[Named-object pointing records]
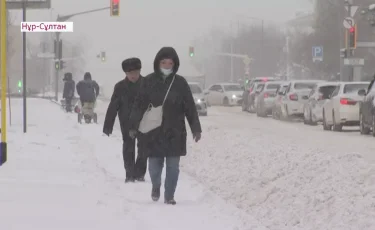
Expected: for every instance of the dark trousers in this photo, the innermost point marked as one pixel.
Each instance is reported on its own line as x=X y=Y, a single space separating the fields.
x=155 y=168
x=68 y=104
x=134 y=168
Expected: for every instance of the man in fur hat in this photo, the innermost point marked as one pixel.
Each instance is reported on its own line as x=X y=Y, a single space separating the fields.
x=122 y=101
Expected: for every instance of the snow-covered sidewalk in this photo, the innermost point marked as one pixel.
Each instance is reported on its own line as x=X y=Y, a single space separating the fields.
x=62 y=175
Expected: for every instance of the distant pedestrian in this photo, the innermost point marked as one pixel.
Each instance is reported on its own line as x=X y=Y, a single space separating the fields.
x=88 y=91
x=166 y=142
x=69 y=90
x=121 y=104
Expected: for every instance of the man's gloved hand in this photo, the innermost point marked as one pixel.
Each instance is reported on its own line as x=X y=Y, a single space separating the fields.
x=133 y=134
x=197 y=136
x=107 y=132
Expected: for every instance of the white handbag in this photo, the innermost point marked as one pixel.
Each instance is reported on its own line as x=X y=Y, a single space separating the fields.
x=153 y=117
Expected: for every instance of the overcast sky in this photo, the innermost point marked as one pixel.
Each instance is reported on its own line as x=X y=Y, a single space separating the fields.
x=144 y=26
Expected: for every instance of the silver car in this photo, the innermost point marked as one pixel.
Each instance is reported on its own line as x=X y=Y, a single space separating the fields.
x=313 y=108
x=265 y=101
x=200 y=102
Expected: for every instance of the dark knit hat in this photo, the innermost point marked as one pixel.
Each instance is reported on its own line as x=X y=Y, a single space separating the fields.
x=131 y=64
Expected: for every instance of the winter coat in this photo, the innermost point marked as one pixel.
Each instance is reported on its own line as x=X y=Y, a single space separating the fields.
x=69 y=88
x=88 y=90
x=170 y=138
x=122 y=101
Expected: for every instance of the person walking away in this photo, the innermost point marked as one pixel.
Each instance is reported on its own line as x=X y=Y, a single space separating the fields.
x=167 y=142
x=122 y=101
x=69 y=90
x=88 y=91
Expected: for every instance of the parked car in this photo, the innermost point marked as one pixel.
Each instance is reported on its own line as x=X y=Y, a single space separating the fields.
x=200 y=102
x=251 y=99
x=227 y=94
x=367 y=110
x=265 y=100
x=313 y=108
x=249 y=87
x=280 y=93
x=296 y=95
x=342 y=108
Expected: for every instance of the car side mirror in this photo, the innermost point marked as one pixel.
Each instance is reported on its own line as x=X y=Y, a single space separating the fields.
x=362 y=92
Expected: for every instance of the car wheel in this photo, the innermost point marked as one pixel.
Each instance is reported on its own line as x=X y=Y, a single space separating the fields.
x=226 y=101
x=362 y=127
x=336 y=127
x=305 y=120
x=311 y=121
x=325 y=125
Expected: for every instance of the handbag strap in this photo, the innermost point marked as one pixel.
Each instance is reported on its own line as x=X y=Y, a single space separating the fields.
x=166 y=95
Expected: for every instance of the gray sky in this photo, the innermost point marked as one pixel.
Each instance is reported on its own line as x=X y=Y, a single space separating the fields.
x=144 y=26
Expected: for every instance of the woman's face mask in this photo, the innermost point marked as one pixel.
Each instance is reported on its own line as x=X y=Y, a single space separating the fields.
x=166 y=72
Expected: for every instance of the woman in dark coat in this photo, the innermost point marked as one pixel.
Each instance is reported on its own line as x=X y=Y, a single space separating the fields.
x=168 y=142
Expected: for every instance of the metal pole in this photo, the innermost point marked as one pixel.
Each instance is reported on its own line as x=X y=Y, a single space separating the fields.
x=24 y=69
x=287 y=59
x=9 y=104
x=262 y=46
x=8 y=83
x=231 y=62
x=350 y=51
x=57 y=58
x=3 y=50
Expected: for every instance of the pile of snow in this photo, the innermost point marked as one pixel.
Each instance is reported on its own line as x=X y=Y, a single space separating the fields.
x=62 y=175
x=288 y=176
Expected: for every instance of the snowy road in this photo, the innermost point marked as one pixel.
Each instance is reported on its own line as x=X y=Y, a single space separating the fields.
x=65 y=176
x=286 y=175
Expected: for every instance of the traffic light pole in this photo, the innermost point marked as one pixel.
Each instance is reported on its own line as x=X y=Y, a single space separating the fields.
x=57 y=70
x=57 y=51
x=348 y=41
x=24 y=65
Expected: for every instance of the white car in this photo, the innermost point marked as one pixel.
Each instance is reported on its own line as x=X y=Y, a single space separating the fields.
x=313 y=108
x=342 y=108
x=200 y=102
x=296 y=95
x=227 y=94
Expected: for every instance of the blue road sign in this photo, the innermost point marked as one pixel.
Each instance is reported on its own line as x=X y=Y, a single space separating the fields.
x=317 y=52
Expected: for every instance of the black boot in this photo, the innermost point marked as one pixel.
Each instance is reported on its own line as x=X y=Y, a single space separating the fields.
x=155 y=194
x=140 y=179
x=170 y=201
x=129 y=180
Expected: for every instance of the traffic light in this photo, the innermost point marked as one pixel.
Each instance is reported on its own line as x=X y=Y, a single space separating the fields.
x=191 y=51
x=59 y=64
x=102 y=56
x=353 y=37
x=115 y=7
x=62 y=64
x=19 y=86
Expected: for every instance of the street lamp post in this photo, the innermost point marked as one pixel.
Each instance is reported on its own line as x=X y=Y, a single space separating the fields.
x=57 y=34
x=262 y=34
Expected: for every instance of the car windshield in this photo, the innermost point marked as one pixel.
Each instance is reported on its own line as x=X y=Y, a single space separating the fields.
x=273 y=86
x=232 y=88
x=195 y=89
x=353 y=88
x=304 y=85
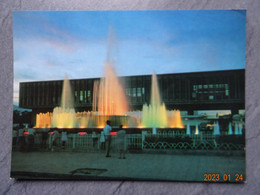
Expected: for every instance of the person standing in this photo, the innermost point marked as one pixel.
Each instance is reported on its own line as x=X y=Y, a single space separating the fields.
x=121 y=141
x=14 y=135
x=107 y=130
x=94 y=139
x=64 y=138
x=45 y=135
x=21 y=138
x=54 y=139
x=31 y=138
x=102 y=141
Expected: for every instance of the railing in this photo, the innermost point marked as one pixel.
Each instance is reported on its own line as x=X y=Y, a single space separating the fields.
x=169 y=141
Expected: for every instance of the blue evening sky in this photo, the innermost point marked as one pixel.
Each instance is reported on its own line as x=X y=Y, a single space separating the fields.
x=50 y=44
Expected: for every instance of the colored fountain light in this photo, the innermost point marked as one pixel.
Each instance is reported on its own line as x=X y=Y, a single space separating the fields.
x=110 y=103
x=156 y=115
x=64 y=116
x=109 y=96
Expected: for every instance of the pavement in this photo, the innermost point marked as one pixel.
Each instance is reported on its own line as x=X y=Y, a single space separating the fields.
x=137 y=166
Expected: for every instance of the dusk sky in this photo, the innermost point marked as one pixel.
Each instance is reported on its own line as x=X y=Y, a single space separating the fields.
x=50 y=44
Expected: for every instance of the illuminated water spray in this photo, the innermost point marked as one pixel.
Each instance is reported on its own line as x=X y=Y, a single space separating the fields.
x=154 y=115
x=109 y=96
x=64 y=116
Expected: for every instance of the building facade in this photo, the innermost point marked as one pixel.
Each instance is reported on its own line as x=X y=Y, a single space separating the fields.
x=213 y=90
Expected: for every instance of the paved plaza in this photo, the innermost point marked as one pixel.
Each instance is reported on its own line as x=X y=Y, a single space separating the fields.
x=146 y=166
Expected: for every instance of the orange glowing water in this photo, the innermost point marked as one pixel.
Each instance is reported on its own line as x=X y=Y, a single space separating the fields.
x=155 y=115
x=109 y=96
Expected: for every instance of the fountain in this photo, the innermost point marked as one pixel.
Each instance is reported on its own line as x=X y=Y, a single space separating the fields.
x=111 y=99
x=64 y=116
x=156 y=115
x=110 y=103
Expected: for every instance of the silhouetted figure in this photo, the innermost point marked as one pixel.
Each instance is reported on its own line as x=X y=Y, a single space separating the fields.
x=55 y=136
x=21 y=138
x=31 y=138
x=64 y=138
x=94 y=139
x=107 y=130
x=102 y=141
x=121 y=142
x=45 y=136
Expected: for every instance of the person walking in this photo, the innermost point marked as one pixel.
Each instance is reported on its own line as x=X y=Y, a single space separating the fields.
x=107 y=130
x=121 y=141
x=64 y=138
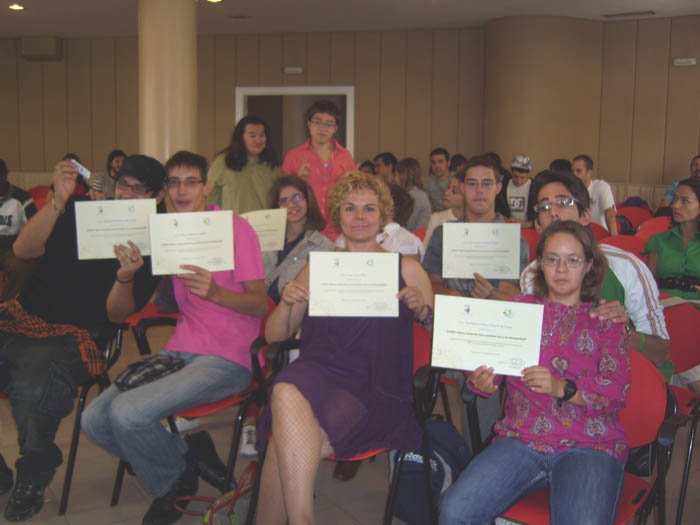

Written exercise -> Please convert the lines from the start of the data up to and including the line with "x=134 y=168" into a JSON list of strings, one per line, with blank lines and pictures left out.

Written reply ->
[
  "Expected: for every instance of the dark trousers in this photo, the innermost point marked as one pixel.",
  "Each instance is reported on its own line as x=X y=Y, a single space separating the fields.",
  "x=155 y=168",
  "x=68 y=104",
  "x=134 y=168"
]